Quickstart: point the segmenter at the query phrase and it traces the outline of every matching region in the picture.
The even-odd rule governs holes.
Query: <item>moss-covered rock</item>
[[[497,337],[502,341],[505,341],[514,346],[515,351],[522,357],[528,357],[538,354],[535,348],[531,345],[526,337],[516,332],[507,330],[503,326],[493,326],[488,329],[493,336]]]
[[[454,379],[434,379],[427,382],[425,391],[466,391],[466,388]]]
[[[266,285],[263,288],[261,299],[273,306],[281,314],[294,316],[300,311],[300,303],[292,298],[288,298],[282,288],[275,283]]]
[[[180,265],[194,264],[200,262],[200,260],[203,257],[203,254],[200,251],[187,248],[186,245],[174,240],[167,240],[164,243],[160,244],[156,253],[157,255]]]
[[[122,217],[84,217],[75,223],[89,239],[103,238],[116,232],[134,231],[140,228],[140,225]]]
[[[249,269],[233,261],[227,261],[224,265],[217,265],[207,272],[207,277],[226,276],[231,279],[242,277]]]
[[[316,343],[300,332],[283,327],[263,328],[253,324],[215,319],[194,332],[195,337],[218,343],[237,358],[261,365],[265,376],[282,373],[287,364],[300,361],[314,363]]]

**Stated task**
Update the rows above by replacing "moss-covered rock" with "lichen-covered stone" and leave everything else unchanged.

**Reply**
Quickstart: point the segmenter at the query phrase and it traces the outline of every matching region in the picture.
The even-odd rule governs holes.
Query: <item>lichen-covered stone</item>
[[[497,337],[502,341],[505,341],[514,346],[515,351],[522,357],[528,357],[538,354],[535,348],[531,345],[526,337],[516,332],[507,330],[503,326],[493,326],[488,329],[493,336]]]
[[[454,379],[434,379],[427,382],[425,391],[466,391],[466,388]]]
[[[266,285],[263,288],[261,299],[273,306],[281,314],[294,316],[300,311],[300,303],[292,298],[288,298],[282,288],[275,283]]]
[[[180,265],[194,264],[200,262],[200,260],[203,257],[203,254],[200,251],[187,248],[186,245],[174,240],[167,240],[164,243],[160,244],[156,253],[157,255]]]
[[[122,217],[84,217],[75,223],[89,239],[103,238],[116,232],[134,231],[140,228],[140,225]]]
[[[249,269],[233,261],[227,261],[224,265],[217,265],[207,272],[207,277],[226,276],[231,279],[242,277]]]
[[[316,343],[300,332],[283,327],[263,328],[253,324],[215,319],[194,332],[195,337],[218,343],[237,358],[261,365],[265,376],[282,373],[287,364],[300,361],[314,363]]]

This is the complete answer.